▸ **Set of tasks**:
[a] In the column on opioid painkillers after sports surgery, for how many years was George Caldwell the Dolphins' team doctor?
[b] Write the next part of the column on opioid painkillers after sports surgery, picking up after its last sentence.

This isn't a common column topic. But I think it's a noteworthy one.
Over the last several years, as the opioid crisis swamped America, there has been a parade of athletes coming forward with painful and personal stories. Hall of Fame quarterback Brett Favre admitted last month he was in rehab twice for post-surgical addiction to Vicodin.
Retired basketball star (and ESPN announcer) Jay Williams said a reliance on Vicodin, OxyContin and Percocet led to addiction after surgery. Former Detroit receiver Calvin Johnson said Vicodin was handed out, "like candy" after some games. Tiger Woods had two forms of painkillers in his system, including the generic brand of Vicodin, when passed out in his car last August. On and on.
Enter George Caldwell with some hope. If you're a Dolphins fan, you may have seen Caldwell, even if you didn't notice him. He was the team doctor for 17 years until 2013. He has a Fort Lauderdale practice specializing in adolescent sports surgery for shoulders and knees.
Everyday events led Caldwell to search for how to minimize opioid use by patients: He once told a patient she didn't need any more Vicodin, though she got some elsewhere and was hospitalized after overdosing; in talks with peers he became aware pills not used by patients were often taken by their friends; a report showed someone with a one-day supply of opioids had a 6 percent chance of taking them a year later and a 12-day supply resulted in a 24 percent chance.
Plus, even as opioids were all in the news, Caldwell noticed a lack of research on proper amounts to help patients after surgery.
"How many pills should a teenager with an ACL surgery have?" he said. "We have almost nothing in the literature in sports medicine."
Finally, occasional calls from patients in pain after surgery made him study ways to improve his craft. He started his own research. Some of it was detailed medical research, like finding specific nerves responsible for pain in shoulders and knees to anesthetize during surgery rather than the more common larger nerves. That meant less pain and a smoother recovery.
He also made sure patients were more educated. He met with them the day after surgery, as he normally does, to calm concerns, answer questions and discuss opioid use and pain management.

▸ **Material provided**:
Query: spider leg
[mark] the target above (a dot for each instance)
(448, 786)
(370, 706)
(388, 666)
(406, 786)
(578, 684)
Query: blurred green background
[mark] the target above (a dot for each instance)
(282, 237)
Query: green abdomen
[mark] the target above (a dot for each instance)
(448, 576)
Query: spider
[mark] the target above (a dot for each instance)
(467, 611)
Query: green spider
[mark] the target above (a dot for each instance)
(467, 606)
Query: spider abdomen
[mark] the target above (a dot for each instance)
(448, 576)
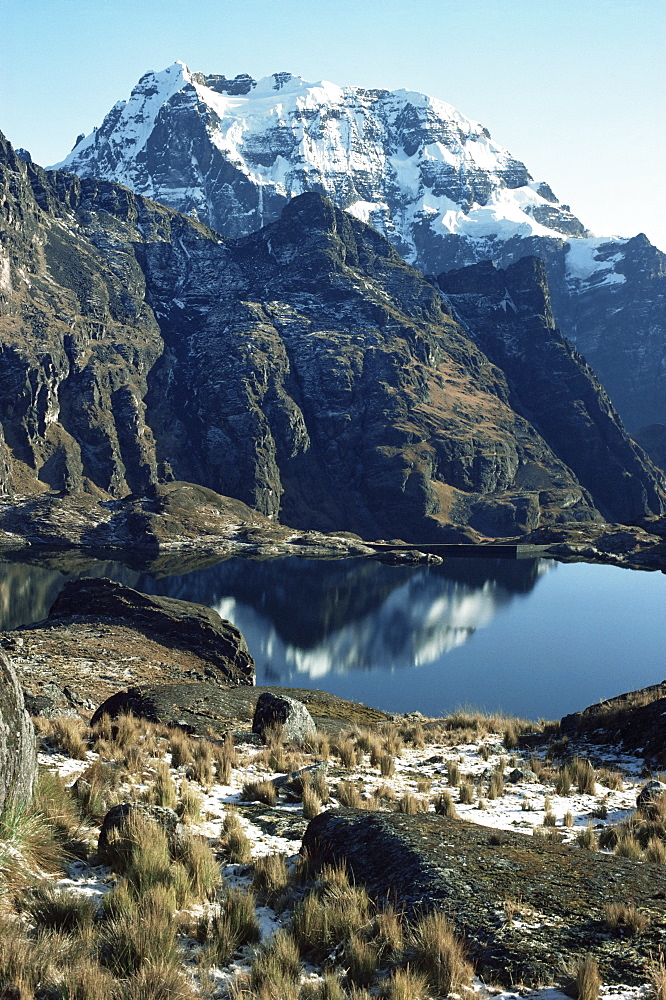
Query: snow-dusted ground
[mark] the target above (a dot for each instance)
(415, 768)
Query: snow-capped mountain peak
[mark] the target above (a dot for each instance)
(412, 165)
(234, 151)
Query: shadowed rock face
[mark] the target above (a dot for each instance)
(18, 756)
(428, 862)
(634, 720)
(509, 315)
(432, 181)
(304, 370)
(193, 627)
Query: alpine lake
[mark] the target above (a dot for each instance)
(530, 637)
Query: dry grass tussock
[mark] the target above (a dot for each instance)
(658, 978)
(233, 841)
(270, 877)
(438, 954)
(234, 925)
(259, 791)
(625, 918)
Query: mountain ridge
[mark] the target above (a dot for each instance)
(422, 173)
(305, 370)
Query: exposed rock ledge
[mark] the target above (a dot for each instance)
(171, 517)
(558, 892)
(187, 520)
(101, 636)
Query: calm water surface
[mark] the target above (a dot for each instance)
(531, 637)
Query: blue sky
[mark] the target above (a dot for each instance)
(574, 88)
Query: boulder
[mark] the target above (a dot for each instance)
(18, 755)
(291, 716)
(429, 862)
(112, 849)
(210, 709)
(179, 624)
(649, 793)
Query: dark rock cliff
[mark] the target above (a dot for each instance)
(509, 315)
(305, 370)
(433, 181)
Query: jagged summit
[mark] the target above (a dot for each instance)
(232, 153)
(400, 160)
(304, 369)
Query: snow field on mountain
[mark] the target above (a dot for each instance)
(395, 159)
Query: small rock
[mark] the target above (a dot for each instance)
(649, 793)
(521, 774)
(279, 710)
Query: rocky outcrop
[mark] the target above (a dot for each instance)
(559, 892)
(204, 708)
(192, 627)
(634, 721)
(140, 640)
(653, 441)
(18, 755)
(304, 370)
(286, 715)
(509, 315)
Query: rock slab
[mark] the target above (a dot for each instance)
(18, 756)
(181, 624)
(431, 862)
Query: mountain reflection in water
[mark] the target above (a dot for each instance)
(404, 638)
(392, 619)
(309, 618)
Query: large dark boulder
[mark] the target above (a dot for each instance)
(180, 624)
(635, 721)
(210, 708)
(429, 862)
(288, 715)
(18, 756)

---

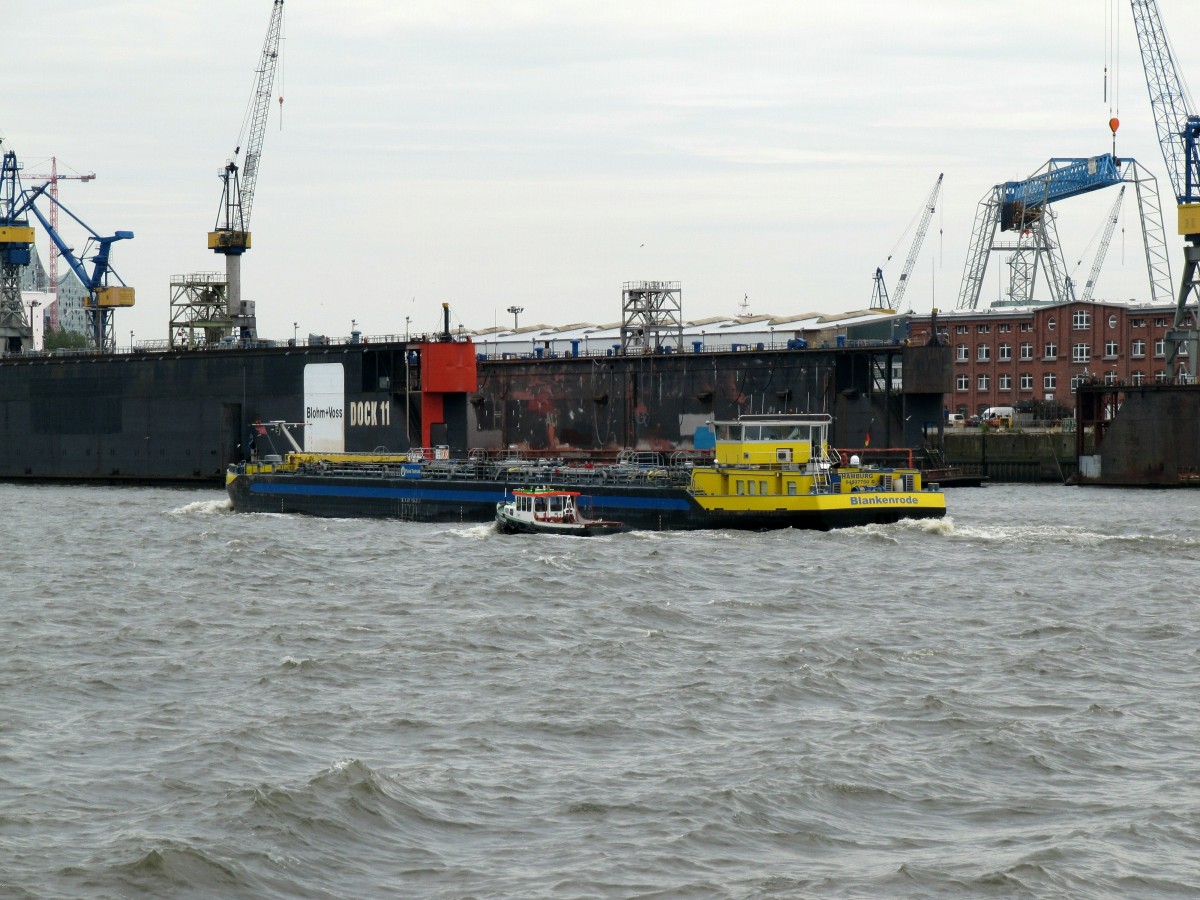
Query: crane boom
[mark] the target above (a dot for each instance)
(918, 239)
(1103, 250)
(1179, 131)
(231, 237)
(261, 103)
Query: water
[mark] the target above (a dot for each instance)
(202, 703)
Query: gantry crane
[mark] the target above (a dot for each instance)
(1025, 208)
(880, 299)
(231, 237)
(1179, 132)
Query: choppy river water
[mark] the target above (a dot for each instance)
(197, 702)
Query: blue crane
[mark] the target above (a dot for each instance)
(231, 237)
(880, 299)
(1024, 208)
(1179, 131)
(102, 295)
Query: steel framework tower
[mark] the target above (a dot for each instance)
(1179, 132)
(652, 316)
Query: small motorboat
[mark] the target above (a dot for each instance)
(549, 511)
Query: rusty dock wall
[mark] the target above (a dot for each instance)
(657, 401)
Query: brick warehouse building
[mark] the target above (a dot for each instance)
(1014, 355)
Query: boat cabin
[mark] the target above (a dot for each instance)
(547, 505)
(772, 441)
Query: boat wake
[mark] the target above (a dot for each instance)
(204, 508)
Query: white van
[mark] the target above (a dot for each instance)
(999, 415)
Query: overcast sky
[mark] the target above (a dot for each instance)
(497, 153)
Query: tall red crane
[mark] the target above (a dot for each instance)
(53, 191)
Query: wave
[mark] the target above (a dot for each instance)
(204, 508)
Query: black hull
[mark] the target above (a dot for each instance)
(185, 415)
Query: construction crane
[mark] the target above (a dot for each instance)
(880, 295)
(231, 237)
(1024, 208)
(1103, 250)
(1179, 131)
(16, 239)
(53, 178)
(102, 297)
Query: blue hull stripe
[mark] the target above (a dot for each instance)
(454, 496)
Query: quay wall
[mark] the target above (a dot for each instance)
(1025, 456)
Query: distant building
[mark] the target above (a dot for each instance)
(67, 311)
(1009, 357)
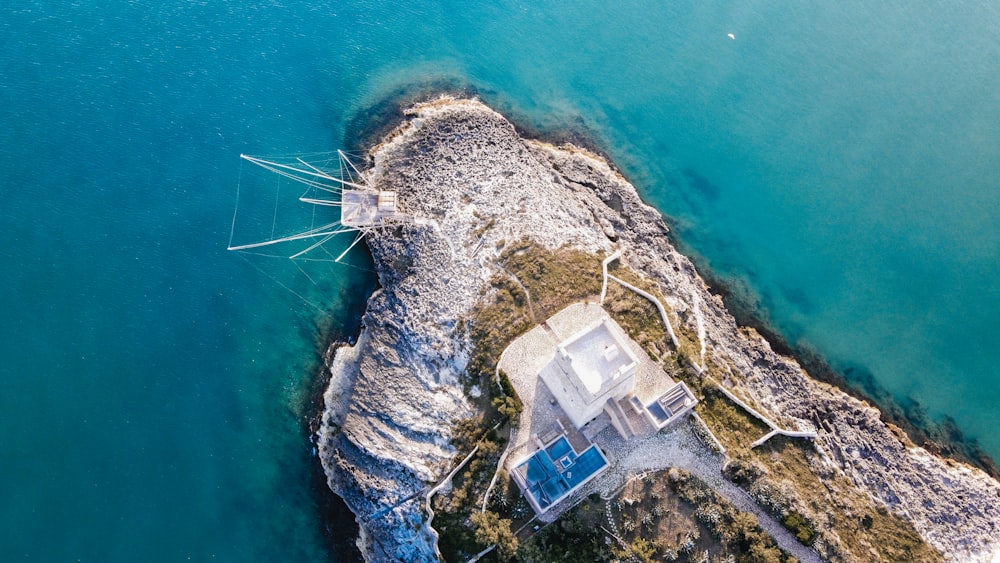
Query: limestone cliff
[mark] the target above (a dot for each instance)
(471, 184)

...

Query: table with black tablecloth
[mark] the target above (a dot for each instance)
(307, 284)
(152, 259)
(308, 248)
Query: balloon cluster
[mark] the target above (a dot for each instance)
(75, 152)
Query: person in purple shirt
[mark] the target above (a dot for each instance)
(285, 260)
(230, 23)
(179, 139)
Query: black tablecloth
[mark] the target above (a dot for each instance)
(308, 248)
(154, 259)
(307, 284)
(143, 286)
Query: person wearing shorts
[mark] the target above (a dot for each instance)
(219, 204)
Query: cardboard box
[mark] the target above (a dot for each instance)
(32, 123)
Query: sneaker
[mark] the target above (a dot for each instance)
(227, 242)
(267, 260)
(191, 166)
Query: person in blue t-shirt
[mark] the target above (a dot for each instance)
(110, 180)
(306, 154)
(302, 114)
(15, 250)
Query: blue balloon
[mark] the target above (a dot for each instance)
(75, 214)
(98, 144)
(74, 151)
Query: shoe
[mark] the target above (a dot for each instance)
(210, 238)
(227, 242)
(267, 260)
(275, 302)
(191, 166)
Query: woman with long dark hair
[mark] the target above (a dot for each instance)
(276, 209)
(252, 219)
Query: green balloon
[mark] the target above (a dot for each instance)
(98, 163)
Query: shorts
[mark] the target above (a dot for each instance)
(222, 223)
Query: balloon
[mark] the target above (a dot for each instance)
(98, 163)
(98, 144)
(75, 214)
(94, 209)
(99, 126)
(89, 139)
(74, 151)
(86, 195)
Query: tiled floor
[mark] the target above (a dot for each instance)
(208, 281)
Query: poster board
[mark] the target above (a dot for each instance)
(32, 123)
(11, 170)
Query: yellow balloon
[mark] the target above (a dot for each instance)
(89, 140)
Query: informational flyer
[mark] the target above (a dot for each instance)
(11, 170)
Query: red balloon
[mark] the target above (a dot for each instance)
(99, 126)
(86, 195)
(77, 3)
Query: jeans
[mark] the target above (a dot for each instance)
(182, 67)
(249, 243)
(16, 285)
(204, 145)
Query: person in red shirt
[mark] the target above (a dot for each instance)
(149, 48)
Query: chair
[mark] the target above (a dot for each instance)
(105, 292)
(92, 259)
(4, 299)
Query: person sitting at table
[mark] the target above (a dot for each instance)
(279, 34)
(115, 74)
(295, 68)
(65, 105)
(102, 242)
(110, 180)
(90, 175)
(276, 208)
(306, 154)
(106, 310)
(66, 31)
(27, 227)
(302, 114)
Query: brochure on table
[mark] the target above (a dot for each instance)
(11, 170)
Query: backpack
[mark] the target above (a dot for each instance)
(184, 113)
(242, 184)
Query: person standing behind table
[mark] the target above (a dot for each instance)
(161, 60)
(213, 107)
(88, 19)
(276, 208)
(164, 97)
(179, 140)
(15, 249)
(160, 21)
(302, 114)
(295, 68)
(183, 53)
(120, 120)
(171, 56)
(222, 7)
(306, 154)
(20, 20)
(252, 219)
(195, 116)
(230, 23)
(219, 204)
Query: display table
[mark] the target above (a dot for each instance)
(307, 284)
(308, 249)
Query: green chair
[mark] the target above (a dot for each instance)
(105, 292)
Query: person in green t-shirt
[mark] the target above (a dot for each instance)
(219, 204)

▸ **Replies**:
[a] 17 years, until 2013.

[b]
"I was noticing I rarely re-filled the prescriptions," he said. "I was rarely having major problems. But when I went into the literature I was finding things like rotator cuff patients were taking about 116 pills, start to finish, surgery to sometimes six months out. I was only prescribing 20 or 30 even before I started this project."
But he didn't know how many of those 20 or 30 were actually taken. So he began tracking his patients' opioid use in various sports surgeries over the nine months. He found of 234 patients undergoing knee and shoulder arthroscopic surgeries, 35 percent needed no opioids.
In more painful surgeries like the aforementioned rotator-cuff, 26 percent of patients took no opioids and 87 percent took 10 or fewer. In ACL knee surgery, the average amount his patients needed were four tablets. Instead, they used more over-the-counter pills like ibuprofen for pain.
He'll present his findings this month to the Florida Orthopedic Society under the technical heading: "Minimum Opioid Usage and Pain After Surgeon Administered Local-Regional Block for Outpatient Arthroscopic Knee and Shoulder Surgery."
The less-medical thought is: Good news on the frontlines of opioids. A recent story in The Pediatric Journal said, "The magnitude of the problem of prescription opioid use and abuse by children and teenagers is overwhelming."
The adult sports confirms as much. Retired Heat player Rex Chapman admitted this year to taking 40 Vicodin a day in retirement. Favre said he took up to 15 Vicodin at a time. A Washington University study showed 52 percent of retired NFL players use painkillers.
Caldwell's findings aren't a solution to the larger crisis. But they're a good step. And steps are what's needed right now.